LucidNFT: LR-Anchored Multi-Reward Preference Optimization for Generative Real-World Super-Resolution

Imagine you have a very old, blurry, and scratched-up family photo. You want to restore it to look crisp and clear again. This is what Real-World Image Super-Resolution (Real-ISR) tries to do: take a low-quality, degraded image and turn it into a high-definition masterpiece.

In the past, computers were like cautious accountants: they tried to guess the missing pixels based on strict math. The result was often safe but looked a bit "plastic" or blurry.

Recently, we started using Generative AI (like the technology behind DALL-E or Midjourney). These are like creative artists. They don't just guess; they imagine what the missing details should look like. They can add realistic hair strands, fabric textures, and skin pores.

But here's the problem:
Because these AI artists are so creative, they sometimes get carried away. They might add a beautiful flower to a photo where there was only a bush, or change the shape of a person's nose to look more "perfect" but actually wrong. In the paper, they call this "hallucination." The image looks sharp and amazing, but it's no longer faithful to the original photo.

The big challenge is: How do you teach the AI to be creative without lying? And how do you check if it's lying if you don't have the original, perfect photo to compare it to?

Enter: LucidNFT

The authors of this paper built a new system called LucidNFT to solve this. Think of it as a strict but fair art critic who helps the AI artist improve. Here is how it works, broken down into three simple parts:

1. The "Truth Detector" (LucidConsistency)
---------------
- [Job 1] Can you output the records from the line containing "For every instance of the horse's muzzle" through the line containing "pixel 221 163", both ends included, as a JSON list of strings with one string per line and blank lines left out?

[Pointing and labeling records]
---------------
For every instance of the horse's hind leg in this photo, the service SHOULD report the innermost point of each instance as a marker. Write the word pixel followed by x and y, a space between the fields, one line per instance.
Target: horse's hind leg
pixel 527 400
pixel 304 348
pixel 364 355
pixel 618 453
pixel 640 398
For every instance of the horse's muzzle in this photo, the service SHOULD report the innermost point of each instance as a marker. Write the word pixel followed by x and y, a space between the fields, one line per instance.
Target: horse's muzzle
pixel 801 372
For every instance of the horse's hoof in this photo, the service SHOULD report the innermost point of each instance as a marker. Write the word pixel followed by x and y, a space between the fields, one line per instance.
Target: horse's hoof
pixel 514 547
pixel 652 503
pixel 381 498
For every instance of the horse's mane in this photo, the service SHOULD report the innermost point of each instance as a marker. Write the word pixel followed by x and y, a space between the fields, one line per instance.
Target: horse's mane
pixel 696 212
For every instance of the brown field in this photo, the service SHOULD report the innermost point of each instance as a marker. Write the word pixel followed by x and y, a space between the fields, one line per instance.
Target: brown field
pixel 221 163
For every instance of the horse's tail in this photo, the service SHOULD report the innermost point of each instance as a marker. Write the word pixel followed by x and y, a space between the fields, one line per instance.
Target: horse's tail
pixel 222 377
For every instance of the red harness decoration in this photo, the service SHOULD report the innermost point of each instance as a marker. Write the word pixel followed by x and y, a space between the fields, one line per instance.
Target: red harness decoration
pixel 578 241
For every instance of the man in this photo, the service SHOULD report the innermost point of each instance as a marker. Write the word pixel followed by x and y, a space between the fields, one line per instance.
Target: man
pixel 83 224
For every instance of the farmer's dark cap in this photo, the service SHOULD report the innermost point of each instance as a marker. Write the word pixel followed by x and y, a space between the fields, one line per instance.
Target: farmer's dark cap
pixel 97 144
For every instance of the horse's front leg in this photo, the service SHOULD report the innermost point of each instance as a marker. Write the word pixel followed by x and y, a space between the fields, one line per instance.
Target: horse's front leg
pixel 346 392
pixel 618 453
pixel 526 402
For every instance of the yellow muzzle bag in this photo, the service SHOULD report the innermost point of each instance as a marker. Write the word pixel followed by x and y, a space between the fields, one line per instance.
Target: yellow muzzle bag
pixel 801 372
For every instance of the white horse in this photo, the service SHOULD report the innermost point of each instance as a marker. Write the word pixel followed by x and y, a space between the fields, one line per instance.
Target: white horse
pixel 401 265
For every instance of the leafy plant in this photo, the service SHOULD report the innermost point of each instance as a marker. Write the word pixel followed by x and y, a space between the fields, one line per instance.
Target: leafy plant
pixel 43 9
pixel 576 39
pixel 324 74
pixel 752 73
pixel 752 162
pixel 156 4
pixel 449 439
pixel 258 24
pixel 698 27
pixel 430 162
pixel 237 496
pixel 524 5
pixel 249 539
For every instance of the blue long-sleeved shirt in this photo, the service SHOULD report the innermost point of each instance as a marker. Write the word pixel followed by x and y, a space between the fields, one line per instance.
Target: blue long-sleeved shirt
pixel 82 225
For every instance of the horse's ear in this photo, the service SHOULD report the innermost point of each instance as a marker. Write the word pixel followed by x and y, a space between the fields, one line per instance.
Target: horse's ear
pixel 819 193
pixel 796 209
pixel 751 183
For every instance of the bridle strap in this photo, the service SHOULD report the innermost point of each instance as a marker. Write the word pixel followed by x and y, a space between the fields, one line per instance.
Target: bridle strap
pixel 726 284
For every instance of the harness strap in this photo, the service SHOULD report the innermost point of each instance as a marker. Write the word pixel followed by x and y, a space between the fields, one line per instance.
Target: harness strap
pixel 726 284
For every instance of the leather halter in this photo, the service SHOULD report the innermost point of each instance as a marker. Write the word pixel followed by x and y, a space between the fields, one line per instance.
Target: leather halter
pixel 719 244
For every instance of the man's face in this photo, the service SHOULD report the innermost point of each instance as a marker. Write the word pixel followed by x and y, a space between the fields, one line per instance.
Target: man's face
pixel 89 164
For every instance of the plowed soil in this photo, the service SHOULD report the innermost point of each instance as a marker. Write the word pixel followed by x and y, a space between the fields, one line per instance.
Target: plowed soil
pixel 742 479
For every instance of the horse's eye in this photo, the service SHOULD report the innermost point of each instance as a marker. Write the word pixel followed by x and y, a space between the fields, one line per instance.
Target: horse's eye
---------------
- [Job 2] Could you give again the part of the LucidNFT article that opens with the words "Imagine you have" and closes with "a high-definition masterpiece.", switching "masterpiece" to "work of art"?

- [Expected output 1]
[
  "For every instance of the horse's muzzle in this photo, the service SHOULD report the innermost point of each instance as a marker. Write the word pixel followed by x and y, a space between the fields, one line per instance.",
  "Target: horse's muzzle",
  "pixel 801 372",
  "For every instance of the horse's hoof in this photo, the service SHOULD report the innermost point of each instance as a marker. Write the word pixel followed by x and y, a space between the fields, one line per instance.",
  "Target: horse's hoof",
  "pixel 514 547",
  "pixel 652 503",
  "pixel 381 498",
  "For every instance of the horse's mane in this photo, the service SHOULD report the innermost point of each instance as a marker. Write the word pixel followed by x and y, a space between the fields, one line per instance.",
  "Target: horse's mane",
  "pixel 696 212",
  "For every instance of the brown field in this photo, the service SHOULD report the innermost point of each instance as a marker. Write the word pixel followed by x and y, a space between the fields, one line per instance.",
  "Target: brown field",
  "pixel 221 163"
]

- [Expected output 2]
Imagine you have a very old, blurry, and scratched-up family photo. You want to restore it to look crisp and clear again. This is what Real-World Image Super-Resolution (Real-ISR) tries to do: take a low-quality, degraded image and turn it into a high-definition work of art.